**Goal of the exercise:**
Which lines in the items below contain the word "white"? Copy each of those lines in full.

**Listed entries:**
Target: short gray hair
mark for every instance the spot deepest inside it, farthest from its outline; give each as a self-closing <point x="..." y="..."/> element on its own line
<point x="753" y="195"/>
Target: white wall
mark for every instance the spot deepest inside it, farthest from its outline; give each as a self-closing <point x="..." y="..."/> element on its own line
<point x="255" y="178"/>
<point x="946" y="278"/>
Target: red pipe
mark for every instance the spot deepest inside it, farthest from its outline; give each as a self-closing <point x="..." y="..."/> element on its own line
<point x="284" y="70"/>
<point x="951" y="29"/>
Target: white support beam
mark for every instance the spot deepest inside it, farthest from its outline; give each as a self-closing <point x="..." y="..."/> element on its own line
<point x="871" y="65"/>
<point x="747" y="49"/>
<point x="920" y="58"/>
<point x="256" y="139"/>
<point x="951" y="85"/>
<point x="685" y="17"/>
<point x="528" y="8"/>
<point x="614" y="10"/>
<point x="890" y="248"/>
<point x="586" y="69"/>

* * *

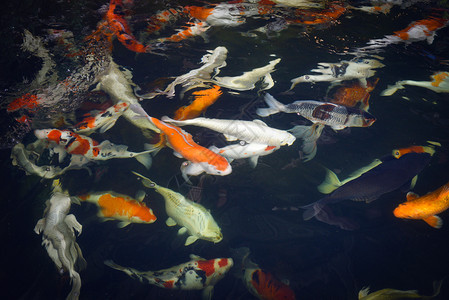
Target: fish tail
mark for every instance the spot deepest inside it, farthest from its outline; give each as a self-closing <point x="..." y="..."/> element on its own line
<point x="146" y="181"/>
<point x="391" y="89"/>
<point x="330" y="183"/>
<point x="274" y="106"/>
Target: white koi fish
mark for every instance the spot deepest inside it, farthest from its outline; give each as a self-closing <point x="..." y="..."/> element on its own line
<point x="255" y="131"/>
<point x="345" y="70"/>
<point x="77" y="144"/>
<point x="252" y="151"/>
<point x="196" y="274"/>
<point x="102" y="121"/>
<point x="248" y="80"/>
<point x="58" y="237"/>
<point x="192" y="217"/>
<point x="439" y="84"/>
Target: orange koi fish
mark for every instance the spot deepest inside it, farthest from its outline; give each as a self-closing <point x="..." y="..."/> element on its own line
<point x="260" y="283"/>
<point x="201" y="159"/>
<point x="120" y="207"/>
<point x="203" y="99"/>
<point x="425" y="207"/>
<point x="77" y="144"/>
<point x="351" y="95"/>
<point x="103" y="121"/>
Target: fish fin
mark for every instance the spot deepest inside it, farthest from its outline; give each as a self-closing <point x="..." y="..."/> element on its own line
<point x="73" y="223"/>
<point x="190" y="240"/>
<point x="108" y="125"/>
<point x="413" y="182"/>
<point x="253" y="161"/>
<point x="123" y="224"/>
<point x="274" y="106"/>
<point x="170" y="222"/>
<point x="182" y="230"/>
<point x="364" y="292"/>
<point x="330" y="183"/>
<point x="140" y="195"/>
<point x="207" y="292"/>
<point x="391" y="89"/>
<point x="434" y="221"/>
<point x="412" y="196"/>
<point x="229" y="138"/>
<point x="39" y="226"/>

* * *

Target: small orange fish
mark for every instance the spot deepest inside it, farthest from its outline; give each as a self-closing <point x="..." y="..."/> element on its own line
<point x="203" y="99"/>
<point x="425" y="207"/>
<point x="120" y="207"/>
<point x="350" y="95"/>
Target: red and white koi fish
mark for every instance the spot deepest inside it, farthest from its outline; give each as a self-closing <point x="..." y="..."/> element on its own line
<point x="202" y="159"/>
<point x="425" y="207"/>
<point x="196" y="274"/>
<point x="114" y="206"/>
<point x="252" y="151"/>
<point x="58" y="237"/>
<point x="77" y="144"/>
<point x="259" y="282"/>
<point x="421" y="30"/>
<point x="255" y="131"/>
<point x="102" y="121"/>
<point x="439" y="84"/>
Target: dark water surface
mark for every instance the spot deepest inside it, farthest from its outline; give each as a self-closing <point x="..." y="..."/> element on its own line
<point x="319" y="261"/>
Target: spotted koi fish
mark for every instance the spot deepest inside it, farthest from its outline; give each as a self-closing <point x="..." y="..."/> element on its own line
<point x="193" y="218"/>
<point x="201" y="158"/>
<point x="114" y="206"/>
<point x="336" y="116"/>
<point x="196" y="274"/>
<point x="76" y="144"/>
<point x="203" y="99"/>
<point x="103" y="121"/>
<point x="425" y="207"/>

**Exercise solution:**
Target: white wall
Target: white support beam
Target: white koi fish
Target: red and white koi fish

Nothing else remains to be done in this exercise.